(Written problem): Render every row below as a numbered list with no blank lines, and leave the pictures out.

(Extracted entries):

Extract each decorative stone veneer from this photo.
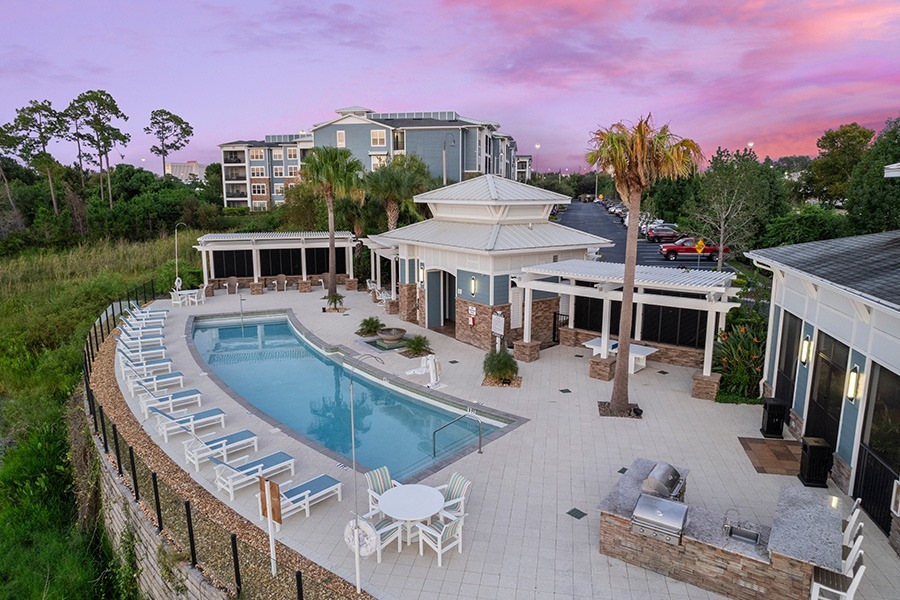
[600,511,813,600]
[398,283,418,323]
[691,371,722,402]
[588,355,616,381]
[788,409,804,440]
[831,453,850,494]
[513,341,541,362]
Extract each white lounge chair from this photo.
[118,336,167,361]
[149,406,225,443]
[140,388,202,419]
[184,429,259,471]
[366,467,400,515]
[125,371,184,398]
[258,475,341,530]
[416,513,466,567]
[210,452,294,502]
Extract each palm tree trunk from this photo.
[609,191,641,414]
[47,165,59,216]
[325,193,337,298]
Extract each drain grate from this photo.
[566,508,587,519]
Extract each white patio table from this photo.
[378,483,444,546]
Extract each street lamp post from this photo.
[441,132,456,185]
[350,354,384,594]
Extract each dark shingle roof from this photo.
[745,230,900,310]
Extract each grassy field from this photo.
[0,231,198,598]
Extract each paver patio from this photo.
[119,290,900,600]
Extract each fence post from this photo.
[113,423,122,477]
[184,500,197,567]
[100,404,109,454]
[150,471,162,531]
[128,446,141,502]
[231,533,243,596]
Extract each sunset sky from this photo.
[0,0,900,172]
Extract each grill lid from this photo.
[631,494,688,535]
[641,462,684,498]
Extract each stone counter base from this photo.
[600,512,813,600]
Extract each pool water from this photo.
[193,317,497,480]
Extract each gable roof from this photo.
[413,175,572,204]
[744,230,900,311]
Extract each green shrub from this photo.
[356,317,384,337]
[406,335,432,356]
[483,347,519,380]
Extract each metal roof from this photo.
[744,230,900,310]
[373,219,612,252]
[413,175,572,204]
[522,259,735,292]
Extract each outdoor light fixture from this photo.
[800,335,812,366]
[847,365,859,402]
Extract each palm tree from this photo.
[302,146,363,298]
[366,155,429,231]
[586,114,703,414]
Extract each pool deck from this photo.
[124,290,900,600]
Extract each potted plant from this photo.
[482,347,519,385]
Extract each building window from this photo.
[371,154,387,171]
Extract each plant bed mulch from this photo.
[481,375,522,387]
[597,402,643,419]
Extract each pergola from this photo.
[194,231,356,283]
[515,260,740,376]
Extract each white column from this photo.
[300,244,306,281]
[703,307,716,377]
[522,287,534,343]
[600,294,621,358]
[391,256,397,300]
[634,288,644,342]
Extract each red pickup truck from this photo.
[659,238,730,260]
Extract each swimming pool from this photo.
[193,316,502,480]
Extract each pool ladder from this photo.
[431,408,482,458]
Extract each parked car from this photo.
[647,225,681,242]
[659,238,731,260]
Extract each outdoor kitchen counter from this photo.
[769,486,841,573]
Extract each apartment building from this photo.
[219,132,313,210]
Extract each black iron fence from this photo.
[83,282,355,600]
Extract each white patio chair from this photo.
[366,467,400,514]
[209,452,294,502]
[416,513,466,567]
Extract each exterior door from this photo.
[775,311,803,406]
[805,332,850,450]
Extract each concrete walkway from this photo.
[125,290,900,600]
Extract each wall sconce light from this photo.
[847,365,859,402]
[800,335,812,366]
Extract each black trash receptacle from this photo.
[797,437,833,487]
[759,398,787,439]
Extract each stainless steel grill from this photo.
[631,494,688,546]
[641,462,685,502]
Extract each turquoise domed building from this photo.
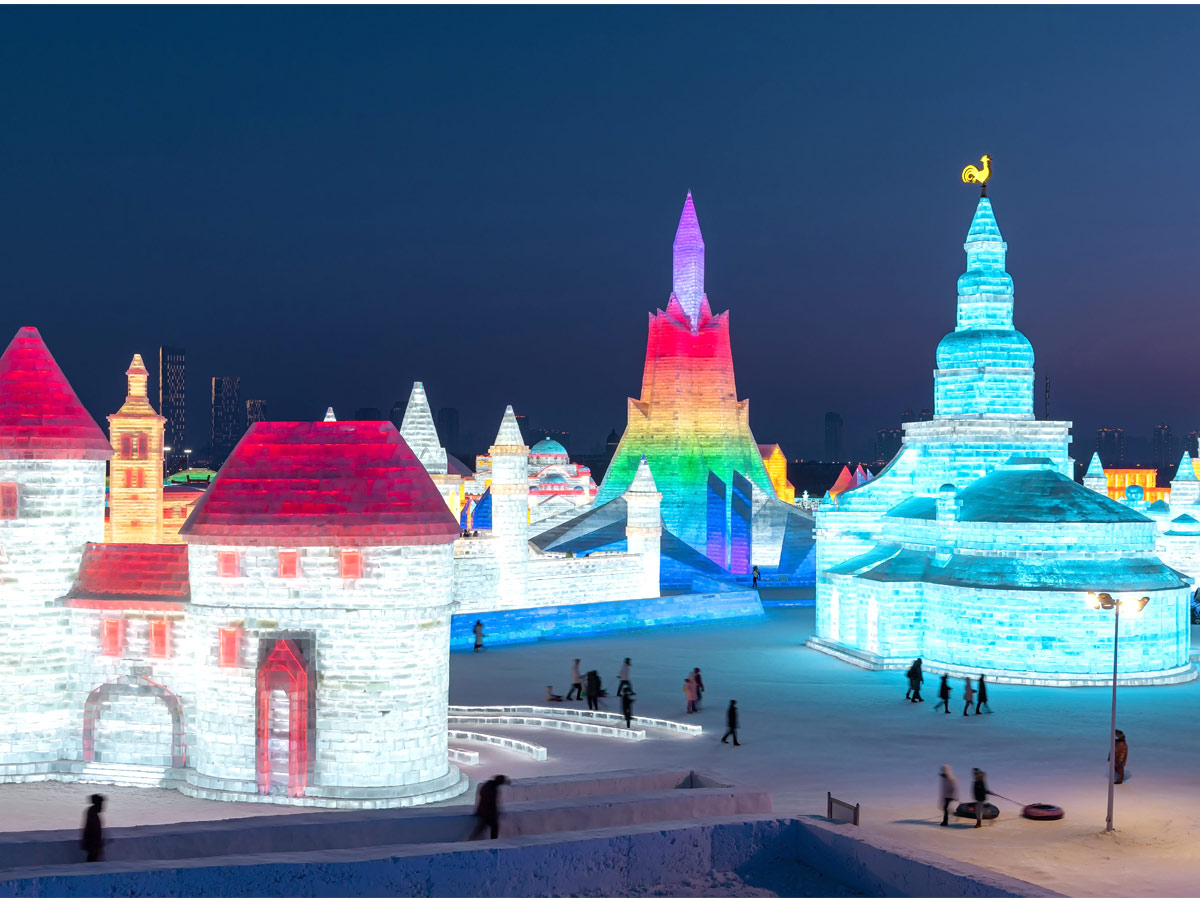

(Output of the exercise):
1. Extract each decorative stone veneer from this photo.
2. [600,511,813,600]
3. [398,283,418,323]
4. [691,371,722,402]
5. [588,355,616,381]
6. [788,409,804,440]
7. [831,453,850,494]
8. [513,341,541,362]
9. Extract each white lounge chair from this photo.
10. [118,336,167,361]
11. [149,406,225,443]
12. [140,388,202,419]
13. [184,429,259,471]
14. [366,467,400,515]
15. [125,371,184,398]
16. [258,475,341,530]
17. [416,513,466,567]
18. [210,452,294,502]
19. Extract each palm tree trunk from this photo.
20. [609,191,641,414]
21. [47,165,59,216]
22. [325,193,337,298]
23. Extract each drain grate from this photo.
24. [566,508,587,519]
25. Extract each white patio table from this photo.
26. [378,483,444,546]
27. Extract each street lamp post from this photo.
28. [441,132,456,185]
29. [350,354,384,594]
30. Extract each dark shingle roof from this photo.
31. [745,230,900,310]
32. Extract each grassy field from this photo.
33. [0,231,198,598]
34. Extract each paver patio from this photo.
35. [119,290,900,600]
36. Extract each fence post from this photo.
37. [113,423,122,477]
38. [184,500,197,567]
39. [100,404,109,454]
40. [150,471,162,531]
41. [128,446,141,502]
42. [231,533,243,596]
43. Extract each sunset sky from this photo.
44. [0,0,900,172]
45. Extract each grill lid from this photo.
46. [631,494,688,535]
47. [641,462,684,498]
48. Extract each stone counter base from this photo.
49. [600,512,813,600]
50. Extract each pool water from this photo.
51. [193,317,497,480]
52. Extract each gable roof from this photo.
53. [413,175,572,204]
54. [744,230,900,311]
55. Extract each green shrub from this photo.
56. [356,317,384,337]
57. [406,335,432,356]
58. [483,347,519,380]
59. Extract each metal roof from this photo.
60. [744,230,900,310]
61. [373,219,612,252]
62. [413,175,572,204]
63. [522,259,735,292]
64. Extract each outdoor light fixture from this photo.
65. [800,335,812,366]
66. [847,365,859,402]
67. Extract each palm tree from this photo.
68. [302,146,363,298]
69. [366,155,429,231]
70. [586,114,703,414]
71. Extract each pool deck from this photo.
72. [124,290,900,600]
73. Extract each potted plant from this photo.
74. [482,347,519,385]
75. Extract each building window from this photo.
76. [371,154,387,171]
77. Extract each plant bed mulch from this photo.
78. [481,375,522,387]
79. [597,402,643,419]
80. Extract each pergola from this photo.
81. [194,231,356,283]
82. [515,260,740,376]
83. Extract each white column from this photo.
84. [300,244,306,281]
85. [703,307,716,377]
86. [522,287,534,343]
87. [600,294,621,358]
88. [391,256,397,300]
89. [634,288,644,342]
90. Extract each red pickup truck from this photo.
91. [659,238,730,260]
92. Extract each swimming pool from this photo.
93. [193,316,502,480]
94. Extract each pool ladder from this photo.
95. [431,408,482,458]
96. Extract each parked car from this photo.
97. [647,225,681,242]
98. [659,238,731,260]
99. Extract each outdoor kitchen counter from this photo.
100. [769,486,841,573]
101. Extract each apartment building from this photo.
102. [219,132,313,210]
103. Extract each black iron fence from this photo.
104. [83,282,355,600]
105. Extract each white patio chair from this photo.
106. [366,467,400,514]
107. [209,452,294,502]
108. [416,513,466,567]
109. Extract each exterior door from this photo.
110. [775,311,803,406]
111. [805,332,850,450]
112. Extract each concrete walkway from this photo.
113. [125,290,900,600]
114. Extract each wall sconce light from this photo.
115. [847,365,859,402]
116. [800,335,812,366]
117. Extract each black trash receptacle from this photo.
118. [797,437,833,487]
119. [759,398,787,439]
120. Extract each stainless steel grill from this photo.
121. [631,494,688,546]
122. [641,462,685,502]
123. Extract each turquoise domed building from this photo.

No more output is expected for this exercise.